- [Task prompt]
Find "164H173L171 170L176 171L175" and "51L41 44L35 46L32" in the records below. Copy the lines holding them and every line between, exactly, and no others.
====== Given records
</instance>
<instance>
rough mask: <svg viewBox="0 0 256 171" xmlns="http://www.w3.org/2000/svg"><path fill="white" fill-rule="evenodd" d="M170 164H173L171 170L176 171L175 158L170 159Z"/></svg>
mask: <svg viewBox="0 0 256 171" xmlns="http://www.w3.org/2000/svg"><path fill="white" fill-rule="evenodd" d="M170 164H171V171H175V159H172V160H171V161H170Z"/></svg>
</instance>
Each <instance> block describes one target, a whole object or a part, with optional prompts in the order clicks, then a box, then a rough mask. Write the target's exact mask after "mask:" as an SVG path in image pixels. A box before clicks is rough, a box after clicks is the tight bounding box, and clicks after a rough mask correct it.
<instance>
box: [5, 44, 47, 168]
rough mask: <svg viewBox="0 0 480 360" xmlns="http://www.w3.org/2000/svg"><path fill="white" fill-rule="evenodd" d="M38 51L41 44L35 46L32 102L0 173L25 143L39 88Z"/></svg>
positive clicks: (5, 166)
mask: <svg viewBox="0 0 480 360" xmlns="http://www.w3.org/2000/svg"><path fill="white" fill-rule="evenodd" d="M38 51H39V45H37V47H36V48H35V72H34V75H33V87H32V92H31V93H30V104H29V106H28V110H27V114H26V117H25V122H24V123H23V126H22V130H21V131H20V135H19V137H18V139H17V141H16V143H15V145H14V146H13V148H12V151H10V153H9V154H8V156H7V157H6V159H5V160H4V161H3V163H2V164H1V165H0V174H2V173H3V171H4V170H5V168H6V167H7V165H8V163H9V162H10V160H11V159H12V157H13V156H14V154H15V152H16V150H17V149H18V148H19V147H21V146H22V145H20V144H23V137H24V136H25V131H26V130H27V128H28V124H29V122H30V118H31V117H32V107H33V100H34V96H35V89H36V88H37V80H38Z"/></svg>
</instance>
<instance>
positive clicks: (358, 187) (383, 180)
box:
============
====== Given records
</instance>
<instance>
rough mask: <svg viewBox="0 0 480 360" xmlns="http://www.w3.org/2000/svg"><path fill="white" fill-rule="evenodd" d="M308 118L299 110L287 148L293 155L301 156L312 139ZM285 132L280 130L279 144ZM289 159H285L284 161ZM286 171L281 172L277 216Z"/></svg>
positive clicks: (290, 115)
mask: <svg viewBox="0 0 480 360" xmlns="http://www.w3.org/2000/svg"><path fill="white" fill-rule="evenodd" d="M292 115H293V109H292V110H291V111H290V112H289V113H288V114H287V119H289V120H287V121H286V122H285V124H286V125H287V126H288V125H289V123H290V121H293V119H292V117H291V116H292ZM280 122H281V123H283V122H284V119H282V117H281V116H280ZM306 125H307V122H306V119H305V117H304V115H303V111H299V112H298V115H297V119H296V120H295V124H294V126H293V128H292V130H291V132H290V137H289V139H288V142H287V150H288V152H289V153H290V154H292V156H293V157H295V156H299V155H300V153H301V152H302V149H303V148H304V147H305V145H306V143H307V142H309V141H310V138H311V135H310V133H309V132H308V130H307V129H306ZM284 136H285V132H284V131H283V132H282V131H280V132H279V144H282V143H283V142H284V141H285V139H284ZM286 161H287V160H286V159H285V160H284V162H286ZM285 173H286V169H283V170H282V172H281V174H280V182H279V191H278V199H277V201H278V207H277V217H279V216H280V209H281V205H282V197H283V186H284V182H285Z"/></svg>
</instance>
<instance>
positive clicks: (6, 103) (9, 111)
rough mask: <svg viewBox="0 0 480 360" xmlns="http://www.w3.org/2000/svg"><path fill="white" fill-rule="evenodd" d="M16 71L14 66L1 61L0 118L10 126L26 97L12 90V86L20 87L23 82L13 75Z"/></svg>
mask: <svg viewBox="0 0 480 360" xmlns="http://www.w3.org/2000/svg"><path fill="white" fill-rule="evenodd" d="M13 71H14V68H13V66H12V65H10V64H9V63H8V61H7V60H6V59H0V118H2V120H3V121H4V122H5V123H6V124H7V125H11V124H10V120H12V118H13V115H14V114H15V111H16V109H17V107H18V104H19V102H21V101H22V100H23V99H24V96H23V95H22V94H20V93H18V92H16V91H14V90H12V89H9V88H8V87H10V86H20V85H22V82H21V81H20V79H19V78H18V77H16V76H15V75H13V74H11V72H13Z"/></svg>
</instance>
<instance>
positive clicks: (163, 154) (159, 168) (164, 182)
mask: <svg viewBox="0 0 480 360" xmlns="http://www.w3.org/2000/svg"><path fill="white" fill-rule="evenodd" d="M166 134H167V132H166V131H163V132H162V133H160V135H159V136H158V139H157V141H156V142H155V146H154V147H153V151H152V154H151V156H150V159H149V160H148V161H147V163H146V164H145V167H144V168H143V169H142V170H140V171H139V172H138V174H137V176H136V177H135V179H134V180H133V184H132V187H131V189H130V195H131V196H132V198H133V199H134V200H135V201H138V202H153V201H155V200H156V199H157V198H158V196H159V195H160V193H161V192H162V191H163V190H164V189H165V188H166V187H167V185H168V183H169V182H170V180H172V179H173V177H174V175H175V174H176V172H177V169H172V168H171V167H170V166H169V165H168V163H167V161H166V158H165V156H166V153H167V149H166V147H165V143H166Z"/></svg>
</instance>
============
- [Written answer]
rough mask: <svg viewBox="0 0 256 171" xmlns="http://www.w3.org/2000/svg"><path fill="white" fill-rule="evenodd" d="M170 164H173L171 170L176 171L175 158L170 159Z"/></svg>
mask: <svg viewBox="0 0 256 171" xmlns="http://www.w3.org/2000/svg"><path fill="white" fill-rule="evenodd" d="M170 164H171V171H175V159H172V160H171V161H170Z"/></svg>
</instance>
Each <instance> block describes one target, a whole object or a part, with optional prompts in the order clicks, then a box, then a rough mask. Write the target's exact mask after "mask:" as an SVG path in image pixels. A box before clicks is rough, a box after clicks is the tight bounding box, and clicks after a rough mask correct it.
<instance>
box: [5, 44, 47, 168]
rough mask: <svg viewBox="0 0 480 360" xmlns="http://www.w3.org/2000/svg"><path fill="white" fill-rule="evenodd" d="M38 51L41 44L35 46L32 102L0 173L25 143L39 88Z"/></svg>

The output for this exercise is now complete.